━━━━━ Extracted records

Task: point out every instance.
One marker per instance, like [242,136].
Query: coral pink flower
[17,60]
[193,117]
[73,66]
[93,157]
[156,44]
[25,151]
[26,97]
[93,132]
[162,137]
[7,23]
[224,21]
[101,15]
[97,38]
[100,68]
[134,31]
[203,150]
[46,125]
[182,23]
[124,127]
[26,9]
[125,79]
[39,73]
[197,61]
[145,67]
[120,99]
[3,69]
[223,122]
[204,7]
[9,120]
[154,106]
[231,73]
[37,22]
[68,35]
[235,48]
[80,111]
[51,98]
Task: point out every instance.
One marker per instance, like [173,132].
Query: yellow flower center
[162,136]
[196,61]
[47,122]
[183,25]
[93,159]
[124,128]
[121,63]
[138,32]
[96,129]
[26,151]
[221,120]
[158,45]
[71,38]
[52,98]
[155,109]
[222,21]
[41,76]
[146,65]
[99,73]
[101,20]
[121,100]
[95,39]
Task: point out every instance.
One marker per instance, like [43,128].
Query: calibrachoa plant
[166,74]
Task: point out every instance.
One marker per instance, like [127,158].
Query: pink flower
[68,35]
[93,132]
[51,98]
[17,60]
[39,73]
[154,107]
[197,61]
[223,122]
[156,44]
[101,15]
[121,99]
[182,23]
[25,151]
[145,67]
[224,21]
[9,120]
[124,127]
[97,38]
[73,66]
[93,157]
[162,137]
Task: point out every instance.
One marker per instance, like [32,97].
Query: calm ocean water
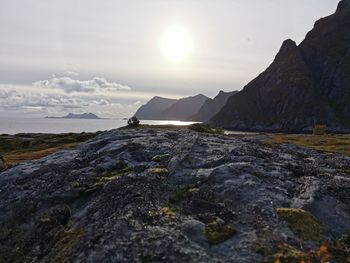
[41,125]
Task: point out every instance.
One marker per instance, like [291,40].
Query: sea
[55,126]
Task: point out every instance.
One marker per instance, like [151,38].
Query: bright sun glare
[177,43]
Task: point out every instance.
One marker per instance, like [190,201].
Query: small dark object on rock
[133,121]
[3,165]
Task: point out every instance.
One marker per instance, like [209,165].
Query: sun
[177,43]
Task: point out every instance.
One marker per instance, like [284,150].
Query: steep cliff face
[212,107]
[153,109]
[184,108]
[159,108]
[305,84]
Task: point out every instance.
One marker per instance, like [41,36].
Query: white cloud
[69,84]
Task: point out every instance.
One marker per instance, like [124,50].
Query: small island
[85,116]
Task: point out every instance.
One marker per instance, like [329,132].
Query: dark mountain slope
[184,108]
[305,85]
[212,107]
[153,109]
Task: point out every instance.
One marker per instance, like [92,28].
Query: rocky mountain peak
[287,46]
[343,5]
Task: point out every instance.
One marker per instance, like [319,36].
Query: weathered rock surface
[305,85]
[148,195]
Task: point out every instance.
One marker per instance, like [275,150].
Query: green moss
[97,183]
[182,194]
[302,223]
[341,248]
[11,245]
[203,128]
[22,211]
[344,171]
[159,171]
[63,248]
[289,254]
[217,232]
[169,212]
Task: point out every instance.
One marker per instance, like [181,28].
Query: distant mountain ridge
[77,116]
[305,85]
[159,108]
[152,109]
[212,107]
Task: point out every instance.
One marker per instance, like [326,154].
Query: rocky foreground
[152,195]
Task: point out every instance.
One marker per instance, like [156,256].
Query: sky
[111,56]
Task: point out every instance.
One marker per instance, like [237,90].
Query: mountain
[212,107]
[153,109]
[305,85]
[77,116]
[169,109]
[184,108]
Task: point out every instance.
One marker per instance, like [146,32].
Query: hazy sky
[107,56]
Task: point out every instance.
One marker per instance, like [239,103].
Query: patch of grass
[323,143]
[87,188]
[159,171]
[217,232]
[26,147]
[302,223]
[182,194]
[147,126]
[169,212]
[64,245]
[289,254]
[203,128]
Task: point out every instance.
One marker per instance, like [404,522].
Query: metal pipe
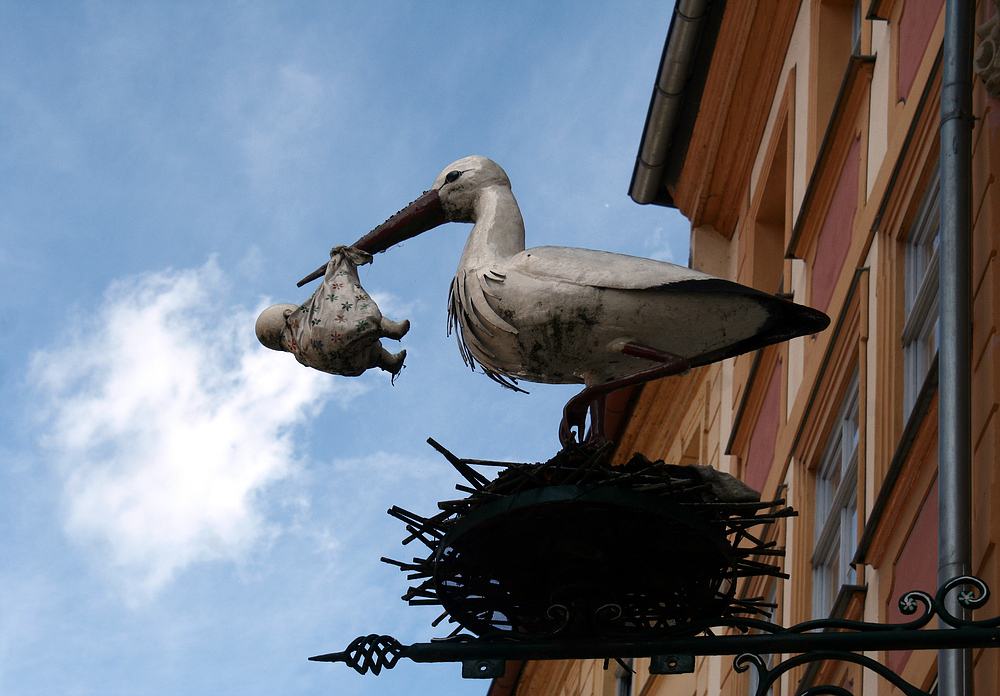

━━━━━━━━━━

**Problem requirements**
Identify every line in the data above that contains the word "mountain", and copy each of those lines.

**Response below**
Query: dark mountain slope
Query: rocky mountain peak
Query: distant mountain ridge
Query: mountain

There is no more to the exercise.